### EXERCISE
Copy the material from its first line through the line that contains "pixel 3 161", swapping each "instance" for "occurrence" and leaving everything else unchanged.

Records of labeled points:
══════════════════════════════
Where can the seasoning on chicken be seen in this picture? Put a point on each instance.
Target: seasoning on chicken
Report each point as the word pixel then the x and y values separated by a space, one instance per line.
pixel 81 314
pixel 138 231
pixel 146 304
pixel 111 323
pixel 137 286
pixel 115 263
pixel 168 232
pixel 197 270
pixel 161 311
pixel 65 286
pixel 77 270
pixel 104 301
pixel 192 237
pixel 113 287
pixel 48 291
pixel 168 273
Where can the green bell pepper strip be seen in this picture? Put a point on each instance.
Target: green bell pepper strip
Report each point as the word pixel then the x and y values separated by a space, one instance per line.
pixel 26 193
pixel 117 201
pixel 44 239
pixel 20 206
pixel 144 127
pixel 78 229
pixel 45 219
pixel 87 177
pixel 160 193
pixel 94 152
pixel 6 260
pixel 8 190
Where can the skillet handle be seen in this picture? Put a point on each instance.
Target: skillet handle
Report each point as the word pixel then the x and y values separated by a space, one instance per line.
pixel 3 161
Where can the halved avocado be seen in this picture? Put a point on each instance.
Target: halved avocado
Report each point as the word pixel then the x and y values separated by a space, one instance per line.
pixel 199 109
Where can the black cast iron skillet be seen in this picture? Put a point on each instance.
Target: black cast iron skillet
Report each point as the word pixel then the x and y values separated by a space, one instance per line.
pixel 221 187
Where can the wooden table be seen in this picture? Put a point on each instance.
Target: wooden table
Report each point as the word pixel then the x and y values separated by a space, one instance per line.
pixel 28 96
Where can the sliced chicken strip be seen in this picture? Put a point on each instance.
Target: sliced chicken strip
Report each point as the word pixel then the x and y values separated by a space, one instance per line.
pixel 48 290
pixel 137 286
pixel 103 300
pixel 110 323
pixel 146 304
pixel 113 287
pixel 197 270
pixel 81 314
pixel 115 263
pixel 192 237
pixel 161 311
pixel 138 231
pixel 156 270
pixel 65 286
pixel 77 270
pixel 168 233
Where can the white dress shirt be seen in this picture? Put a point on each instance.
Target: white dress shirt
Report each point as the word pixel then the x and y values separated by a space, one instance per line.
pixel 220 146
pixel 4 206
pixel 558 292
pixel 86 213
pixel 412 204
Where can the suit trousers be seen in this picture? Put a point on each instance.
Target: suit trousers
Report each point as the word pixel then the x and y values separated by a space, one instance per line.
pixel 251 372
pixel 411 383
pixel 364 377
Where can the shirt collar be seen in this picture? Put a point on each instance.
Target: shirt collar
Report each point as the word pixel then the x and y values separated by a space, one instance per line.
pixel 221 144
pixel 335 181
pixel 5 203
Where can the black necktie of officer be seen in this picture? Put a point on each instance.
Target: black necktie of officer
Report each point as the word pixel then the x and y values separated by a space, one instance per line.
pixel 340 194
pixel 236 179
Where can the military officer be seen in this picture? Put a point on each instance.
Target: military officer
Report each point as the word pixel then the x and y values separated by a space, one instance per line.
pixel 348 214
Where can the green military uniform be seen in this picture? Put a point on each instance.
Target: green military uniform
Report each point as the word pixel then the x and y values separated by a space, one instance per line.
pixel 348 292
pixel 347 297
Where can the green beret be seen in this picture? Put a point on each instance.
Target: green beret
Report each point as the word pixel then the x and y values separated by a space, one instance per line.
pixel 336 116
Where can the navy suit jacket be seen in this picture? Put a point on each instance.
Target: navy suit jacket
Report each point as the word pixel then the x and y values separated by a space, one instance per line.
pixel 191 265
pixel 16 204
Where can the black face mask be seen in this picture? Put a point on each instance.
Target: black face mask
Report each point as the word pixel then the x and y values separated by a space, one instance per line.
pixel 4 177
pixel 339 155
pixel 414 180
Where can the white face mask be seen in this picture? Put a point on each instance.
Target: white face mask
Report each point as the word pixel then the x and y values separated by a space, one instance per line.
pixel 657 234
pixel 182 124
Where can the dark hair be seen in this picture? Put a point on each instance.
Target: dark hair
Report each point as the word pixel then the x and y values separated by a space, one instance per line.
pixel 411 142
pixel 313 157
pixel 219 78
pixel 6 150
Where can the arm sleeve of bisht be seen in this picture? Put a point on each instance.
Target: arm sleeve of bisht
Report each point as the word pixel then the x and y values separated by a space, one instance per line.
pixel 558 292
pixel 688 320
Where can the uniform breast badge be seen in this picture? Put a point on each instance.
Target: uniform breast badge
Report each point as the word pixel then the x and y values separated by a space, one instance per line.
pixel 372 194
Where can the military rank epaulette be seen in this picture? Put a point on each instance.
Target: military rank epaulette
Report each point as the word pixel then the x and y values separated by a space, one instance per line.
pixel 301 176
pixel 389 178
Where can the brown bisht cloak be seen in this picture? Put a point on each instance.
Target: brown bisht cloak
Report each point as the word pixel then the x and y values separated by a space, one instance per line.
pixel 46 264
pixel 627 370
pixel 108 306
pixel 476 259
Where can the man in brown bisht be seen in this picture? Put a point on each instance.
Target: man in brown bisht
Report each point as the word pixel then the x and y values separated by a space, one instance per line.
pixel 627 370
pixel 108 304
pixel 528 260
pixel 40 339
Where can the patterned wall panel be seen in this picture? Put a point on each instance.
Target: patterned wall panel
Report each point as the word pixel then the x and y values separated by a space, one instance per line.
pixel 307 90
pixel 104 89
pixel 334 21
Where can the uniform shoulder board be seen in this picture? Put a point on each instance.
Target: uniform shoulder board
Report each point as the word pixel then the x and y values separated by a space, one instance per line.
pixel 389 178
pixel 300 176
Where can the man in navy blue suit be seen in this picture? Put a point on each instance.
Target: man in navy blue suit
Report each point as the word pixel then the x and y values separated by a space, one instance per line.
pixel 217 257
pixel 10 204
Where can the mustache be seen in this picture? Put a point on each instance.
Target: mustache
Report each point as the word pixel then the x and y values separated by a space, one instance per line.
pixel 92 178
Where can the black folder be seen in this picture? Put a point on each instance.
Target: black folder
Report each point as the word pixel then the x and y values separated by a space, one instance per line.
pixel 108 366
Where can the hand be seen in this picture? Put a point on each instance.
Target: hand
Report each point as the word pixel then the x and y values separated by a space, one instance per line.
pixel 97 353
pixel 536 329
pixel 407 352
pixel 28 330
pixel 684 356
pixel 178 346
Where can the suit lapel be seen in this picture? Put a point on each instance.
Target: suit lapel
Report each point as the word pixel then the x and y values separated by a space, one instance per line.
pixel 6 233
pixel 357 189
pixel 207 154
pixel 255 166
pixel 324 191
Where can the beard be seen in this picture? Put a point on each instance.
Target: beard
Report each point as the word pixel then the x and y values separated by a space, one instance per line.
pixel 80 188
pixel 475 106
══════════════════════════════
### EXERCISE SOLUTION
Where can the seasoning on chicken be seen in this picture? Put a point on each occurrence.
Target: seasoning on chicken
Report each point as the word pixel then the x and y values separated by a space, one occurrence per line.
pixel 81 314
pixel 138 231
pixel 146 304
pixel 111 323
pixel 137 286
pixel 115 263
pixel 168 232
pixel 197 270
pixel 161 311
pixel 65 286
pixel 77 270
pixel 104 301
pixel 192 237
pixel 113 287
pixel 48 291
pixel 168 273
Where can the green bell pepper strip be seen in this picture? Put a point on each occurrence.
Target: green bell pepper strip
Report each point as the word pixel then the x and y values separated by a space, one occurrence per line.
pixel 26 193
pixel 117 201
pixel 44 239
pixel 20 206
pixel 144 127
pixel 78 229
pixel 45 219
pixel 87 177
pixel 160 193
pixel 94 152
pixel 6 260
pixel 8 190
Where can the skillet handle be seen in this picture? Put a point on each occurrence.
Target: skillet handle
Report each point as the word pixel then the x and y values separated by a space, one occurrence per line.
pixel 3 161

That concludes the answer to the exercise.